> Task requirements
Repeat, exactly and alone, every line from the line that contains "Locate every instance of the man in" to the end of the entries.
====================
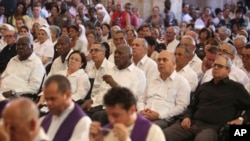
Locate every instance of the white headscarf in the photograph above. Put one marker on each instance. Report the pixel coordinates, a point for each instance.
(83, 38)
(106, 18)
(46, 29)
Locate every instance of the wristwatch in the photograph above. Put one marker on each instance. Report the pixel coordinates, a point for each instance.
(13, 93)
(241, 118)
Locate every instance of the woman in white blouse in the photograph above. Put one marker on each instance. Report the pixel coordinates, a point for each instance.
(44, 48)
(75, 73)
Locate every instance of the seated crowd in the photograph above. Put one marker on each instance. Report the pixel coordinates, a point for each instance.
(72, 71)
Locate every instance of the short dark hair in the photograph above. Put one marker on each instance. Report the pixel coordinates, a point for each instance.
(121, 96)
(61, 81)
(213, 49)
(151, 41)
(83, 57)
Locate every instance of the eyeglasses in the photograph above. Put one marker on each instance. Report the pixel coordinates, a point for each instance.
(219, 66)
(74, 59)
(245, 56)
(8, 36)
(22, 44)
(185, 45)
(94, 50)
(225, 51)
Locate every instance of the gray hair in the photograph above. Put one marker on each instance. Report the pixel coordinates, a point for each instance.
(144, 43)
(242, 38)
(189, 38)
(225, 31)
(233, 49)
(228, 60)
(187, 51)
(175, 30)
(55, 29)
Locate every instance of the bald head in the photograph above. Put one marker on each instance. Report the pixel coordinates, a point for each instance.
(124, 48)
(22, 108)
(166, 64)
(168, 55)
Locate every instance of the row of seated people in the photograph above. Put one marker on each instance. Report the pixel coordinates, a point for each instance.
(150, 101)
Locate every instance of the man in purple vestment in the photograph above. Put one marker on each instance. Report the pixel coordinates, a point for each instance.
(124, 122)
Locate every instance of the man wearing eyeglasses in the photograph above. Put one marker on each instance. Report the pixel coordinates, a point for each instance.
(125, 74)
(9, 50)
(98, 69)
(236, 73)
(24, 72)
(239, 43)
(215, 104)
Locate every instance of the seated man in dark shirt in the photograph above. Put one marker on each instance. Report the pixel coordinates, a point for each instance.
(215, 103)
(9, 50)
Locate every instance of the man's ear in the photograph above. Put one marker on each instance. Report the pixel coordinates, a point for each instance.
(32, 125)
(132, 109)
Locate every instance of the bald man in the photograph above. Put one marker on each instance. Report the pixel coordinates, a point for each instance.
(166, 95)
(124, 73)
(21, 121)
====================
> Exercise answer
Locate every instance of the man in purple vestment in the photograph above. Put one marker on each instance. Report the pixel coordinates, a point for each instance.
(124, 122)
Locate every instance of the man wearing eyeglasses in the photograph above. Put one marker on each instance. Report the pixel coordinates, a point for each instance.
(125, 74)
(9, 50)
(98, 69)
(236, 73)
(24, 72)
(239, 43)
(215, 104)
Locate every instance of the seated man in dark shirt in the photograph above. Put one marker on each instance. Report the pixel coordinates, a point for each instance.
(215, 103)
(9, 50)
Locate every instance of the man's ear in the photograph above. Put one marker on each instance. Report the pixel coordinates, a point for each instance.
(32, 125)
(132, 109)
Locate every instance of the bald man in the photograph above. Put one marker on each instance. Report the pixel coordinates, a point for each instance.
(166, 95)
(124, 73)
(21, 121)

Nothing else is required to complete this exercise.